--- Data for this exercise ---

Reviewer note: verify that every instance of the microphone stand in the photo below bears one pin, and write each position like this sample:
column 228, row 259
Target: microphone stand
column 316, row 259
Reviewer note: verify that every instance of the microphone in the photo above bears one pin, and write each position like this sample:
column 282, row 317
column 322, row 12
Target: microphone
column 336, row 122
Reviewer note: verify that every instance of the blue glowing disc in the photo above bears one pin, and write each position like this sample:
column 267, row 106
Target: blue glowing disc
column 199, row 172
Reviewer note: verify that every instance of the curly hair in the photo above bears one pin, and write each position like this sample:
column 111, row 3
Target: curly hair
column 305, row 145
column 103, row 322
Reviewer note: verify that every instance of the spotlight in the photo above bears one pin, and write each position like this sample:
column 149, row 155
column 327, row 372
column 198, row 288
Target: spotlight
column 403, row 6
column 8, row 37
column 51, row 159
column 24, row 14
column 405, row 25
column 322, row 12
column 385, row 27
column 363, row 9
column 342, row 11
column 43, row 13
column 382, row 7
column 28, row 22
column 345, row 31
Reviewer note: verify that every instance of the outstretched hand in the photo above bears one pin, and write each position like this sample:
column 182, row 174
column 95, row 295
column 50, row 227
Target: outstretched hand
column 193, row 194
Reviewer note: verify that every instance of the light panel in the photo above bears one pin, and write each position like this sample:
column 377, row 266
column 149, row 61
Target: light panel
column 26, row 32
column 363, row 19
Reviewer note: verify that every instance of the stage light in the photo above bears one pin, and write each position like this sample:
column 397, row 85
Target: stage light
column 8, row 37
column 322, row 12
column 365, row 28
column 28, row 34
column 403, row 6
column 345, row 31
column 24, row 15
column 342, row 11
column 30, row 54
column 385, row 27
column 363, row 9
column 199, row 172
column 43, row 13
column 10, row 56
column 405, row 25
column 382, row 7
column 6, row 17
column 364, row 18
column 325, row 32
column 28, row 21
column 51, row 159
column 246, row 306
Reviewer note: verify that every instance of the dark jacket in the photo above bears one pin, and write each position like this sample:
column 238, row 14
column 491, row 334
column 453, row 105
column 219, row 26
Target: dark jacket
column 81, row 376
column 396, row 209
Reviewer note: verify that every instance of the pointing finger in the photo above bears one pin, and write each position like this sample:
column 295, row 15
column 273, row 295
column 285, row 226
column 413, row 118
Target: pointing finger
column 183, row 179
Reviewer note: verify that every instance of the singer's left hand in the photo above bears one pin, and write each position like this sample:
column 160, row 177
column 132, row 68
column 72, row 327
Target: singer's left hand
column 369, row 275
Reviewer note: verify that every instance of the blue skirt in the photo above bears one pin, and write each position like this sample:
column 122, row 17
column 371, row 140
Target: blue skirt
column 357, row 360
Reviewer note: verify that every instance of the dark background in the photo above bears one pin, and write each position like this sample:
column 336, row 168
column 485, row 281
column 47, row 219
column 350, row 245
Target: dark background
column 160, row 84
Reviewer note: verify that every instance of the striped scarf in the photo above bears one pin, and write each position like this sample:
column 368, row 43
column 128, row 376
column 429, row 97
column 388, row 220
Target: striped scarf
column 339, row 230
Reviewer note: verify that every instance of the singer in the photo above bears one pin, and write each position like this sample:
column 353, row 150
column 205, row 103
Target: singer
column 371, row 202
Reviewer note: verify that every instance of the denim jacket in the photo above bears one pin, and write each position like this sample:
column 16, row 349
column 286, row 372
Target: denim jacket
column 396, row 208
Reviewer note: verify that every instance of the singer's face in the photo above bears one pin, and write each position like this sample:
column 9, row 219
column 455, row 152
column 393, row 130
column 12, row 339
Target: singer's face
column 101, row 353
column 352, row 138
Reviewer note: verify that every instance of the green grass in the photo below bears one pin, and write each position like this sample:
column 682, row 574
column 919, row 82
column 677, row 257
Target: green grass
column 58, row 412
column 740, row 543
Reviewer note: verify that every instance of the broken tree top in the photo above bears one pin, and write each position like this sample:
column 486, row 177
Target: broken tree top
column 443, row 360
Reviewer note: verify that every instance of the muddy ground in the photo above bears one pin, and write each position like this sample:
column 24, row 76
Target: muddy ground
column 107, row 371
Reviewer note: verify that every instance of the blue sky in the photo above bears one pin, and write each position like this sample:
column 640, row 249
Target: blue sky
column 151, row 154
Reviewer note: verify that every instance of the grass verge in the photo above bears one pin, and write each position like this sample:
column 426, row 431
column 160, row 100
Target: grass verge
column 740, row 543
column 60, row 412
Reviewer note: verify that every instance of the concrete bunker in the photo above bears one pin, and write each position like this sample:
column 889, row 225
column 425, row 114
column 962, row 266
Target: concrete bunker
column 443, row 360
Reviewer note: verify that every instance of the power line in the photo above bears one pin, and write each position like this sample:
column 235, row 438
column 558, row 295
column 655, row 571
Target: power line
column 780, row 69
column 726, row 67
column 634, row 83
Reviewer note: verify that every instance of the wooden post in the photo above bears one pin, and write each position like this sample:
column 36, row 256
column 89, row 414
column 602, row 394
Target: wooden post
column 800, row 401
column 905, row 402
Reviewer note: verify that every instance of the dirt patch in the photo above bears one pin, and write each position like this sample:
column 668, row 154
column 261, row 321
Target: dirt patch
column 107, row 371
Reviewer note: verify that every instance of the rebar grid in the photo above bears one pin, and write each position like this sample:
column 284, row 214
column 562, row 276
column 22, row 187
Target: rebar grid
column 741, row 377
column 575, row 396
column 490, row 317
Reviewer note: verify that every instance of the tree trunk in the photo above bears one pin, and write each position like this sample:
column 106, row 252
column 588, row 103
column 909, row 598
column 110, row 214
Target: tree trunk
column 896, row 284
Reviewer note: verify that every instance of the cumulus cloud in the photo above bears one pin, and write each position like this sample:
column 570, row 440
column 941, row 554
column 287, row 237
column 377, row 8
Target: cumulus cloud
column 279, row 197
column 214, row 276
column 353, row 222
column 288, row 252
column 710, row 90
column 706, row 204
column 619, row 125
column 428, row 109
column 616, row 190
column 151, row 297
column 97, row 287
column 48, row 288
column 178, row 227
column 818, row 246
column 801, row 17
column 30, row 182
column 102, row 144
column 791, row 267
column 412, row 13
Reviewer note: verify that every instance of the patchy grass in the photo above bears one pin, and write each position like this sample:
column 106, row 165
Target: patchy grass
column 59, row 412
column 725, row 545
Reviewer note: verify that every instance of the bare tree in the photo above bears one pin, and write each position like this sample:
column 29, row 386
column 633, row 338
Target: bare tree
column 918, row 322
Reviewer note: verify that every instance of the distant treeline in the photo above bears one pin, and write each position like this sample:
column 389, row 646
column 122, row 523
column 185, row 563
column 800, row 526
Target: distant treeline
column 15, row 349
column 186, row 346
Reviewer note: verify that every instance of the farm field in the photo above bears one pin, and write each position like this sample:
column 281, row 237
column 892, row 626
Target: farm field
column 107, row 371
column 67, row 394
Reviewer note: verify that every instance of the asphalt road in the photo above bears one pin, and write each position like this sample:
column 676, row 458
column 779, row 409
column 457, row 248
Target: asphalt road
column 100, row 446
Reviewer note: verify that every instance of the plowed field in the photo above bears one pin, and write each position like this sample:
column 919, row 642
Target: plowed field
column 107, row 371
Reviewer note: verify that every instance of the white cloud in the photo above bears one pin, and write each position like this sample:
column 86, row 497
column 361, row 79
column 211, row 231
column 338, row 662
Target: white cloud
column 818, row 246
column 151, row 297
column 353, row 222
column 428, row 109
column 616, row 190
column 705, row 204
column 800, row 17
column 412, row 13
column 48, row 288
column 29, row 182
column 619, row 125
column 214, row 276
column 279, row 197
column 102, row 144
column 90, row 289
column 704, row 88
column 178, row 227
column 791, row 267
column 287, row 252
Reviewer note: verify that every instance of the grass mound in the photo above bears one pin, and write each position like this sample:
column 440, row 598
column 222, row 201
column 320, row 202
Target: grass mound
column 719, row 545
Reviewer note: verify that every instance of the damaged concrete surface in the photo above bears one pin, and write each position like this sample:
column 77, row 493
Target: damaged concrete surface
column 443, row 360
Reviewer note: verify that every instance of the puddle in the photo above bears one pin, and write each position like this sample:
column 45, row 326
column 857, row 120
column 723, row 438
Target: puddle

---

#### What the exercise asks
Edit the records from their first line through the line containing "column 336, row 122", replacing "Target" with "Object" and keeping everything else the same.

#### Answer below
Reviewer note: verify that every instance of the microphone stand in the photo below bears one pin, and write each position like this sample:
column 228, row 259
Object: microphone stand
column 316, row 259
Reviewer note: verify that every instance of the microphone in the photo above bears one pin, and write each position like this sample:
column 282, row 317
column 322, row 12
Object: microphone
column 336, row 122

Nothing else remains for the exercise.